__Selected excerpt__:
WHILE working my way through college in the 1960s on a Ford assembly line in Michigan, I was a proud member of the UAW. My union had 1.5 million members. Its economic clout helped provide excellent wages and benefits, and it was one of the most respected progressive forces in the nation fighting for universal healthcare, civil rights, and workforce training, and fighting against poverty. Its political clout helped boost the national minimum wage, legislation not directly benefiting its own well-paid members.
Today, the UAW has fewer than 465,000 members and its economic and political power is greatly diminished. Much of its decline is due to extraordinary blunders made by the auto companies that employ its members. Nonetheless, over the past two decades, the union often failed to take action to preserve the industry and therefore its own membership.
It failed to press the auto companies to build high-quality, innovative cars that could compete with imports. Often, it insisted on job classifications and work rules that undermined efficiency and compromised the industry’s competitiveness.
The UAW was not alone. Today, less than 14 percent of US workers are members of unions, down from 35 percent in 1955. With membership so low, private-sector unions have lost much of their power and the nation is losing a major force for progressive change.
Will public-sector unions follow the same path? Nationwide, these unions represent over 35 percent of federal, state, and local employees, roughly the same as in 1980. Over the years, they have won improved wages and benefits for their members. Yet the leaders of many of these unions, particularly in Massachusetts, seem to be setting the stage for the same kind of deterioration we see in unions like the UAW.
Teachers unions refuse to make changes in work practices that could help improve the chances of children succeeding in school. Police unions fight against lowering the cost of details at construction sites. The MBTA union and others representing transport workers lobby vociferously against reforming the state’s transportation system. Municipal unions refuse to permit their local communities to join the Group Insurance Commission that would save their towns millions without compromising the quality of their members’ medical care.
As a result, between 2000 and 2008, the price of state and local public services has increased by 41 percent nationally compared with 27 percent in private services. Even in the face of the worst fiscal crisis in decades, many state and local union leaders refuse to consider a wage freeze that could help preserve more of their members’ jobs.
Such action is rapidly losing the support public-sector unions need to survive. Union leaders may think that by working diligently to elect friendly public officials, they can fend off the day of reckoning. But that day is fast approaching. Citizens, and ultimately their elected representatives, will increasingly object to tax increases to pay for what they see as bloated union contracts and poor public service.
Sensing the public’s demand for reform, Governor Patrick and the Legislature have already passed pension and transportation measures opposed by union leaders, and Mayor Menino and Governor Patrick favor an expansion in the number of charter schools.
Ultimately, new ways will be found to provide public services to circumvent public unions. Non-union charter schools will proliferate, not to reduce teachers’ salaries or benefits but to avoid a plethora of work rules that make school reform difficult. Public services will be privatized with private contractors hired to pick up trash (in addition to recycling), to guard prisoners, and perhaps even to fight fires. Public highways may be sold off. The result: public-sector unions will see their memberships and their influence decline.
This will be a tragedy. To move in a different direction, we need to think about a new “grand bargain’’ between public-sector unions and government. Union leaders in the state need to consider ways to work collaboratively with public officials so as to offer quality public services at a reasonable cost to the taxpayer while preserving union jobs for their members.
Barry Bluestone is the dean of the School of Social Science, Urban Affairs, and Public Policy at Northeastern University.

__Recorded information__:
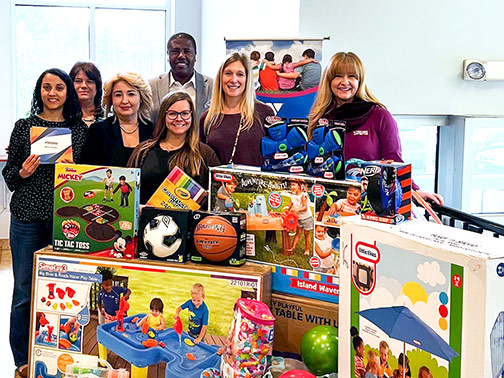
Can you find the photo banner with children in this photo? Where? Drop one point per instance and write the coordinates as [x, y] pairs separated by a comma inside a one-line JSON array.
[[286, 72]]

__Exercise tasks__:
**1.** Answer these about the article on unions:
(a) How many members did the UAW have when the writer worked on the Ford line?
(b) What share of US workers belong to unions today?
(c) By what percent did the price of state and local public services rise nationally between 2000 and 2008?
**2.** Write out everything in the article on unions from "As a result, between" down to "poor public service.", word for word.

__Solution list__:
**1.**
(a) 1.5 million
(b) Less than 14 percent
(c) 41 percent

**2.**
As a result, between 2000 and 2008, the price of state and local public services has increased by 41 percent nationally compared with 27 percent in private services. Even in the face of the worst fiscal crisis in decades, many state and local union leaders refuse to consider a wage freeze that could help preserve more of their members’ jobs.
Such action is rapidly losing the support public-sector unions need to survive. Union leaders may think that by working diligently to elect friendly public officials, they can fend off the day of reckoning. But that day is fast approaching. Citizens, and ultimately their elected representatives, will increasingly object to tax increases to pay for what they see as bloated union contracts and poor public service.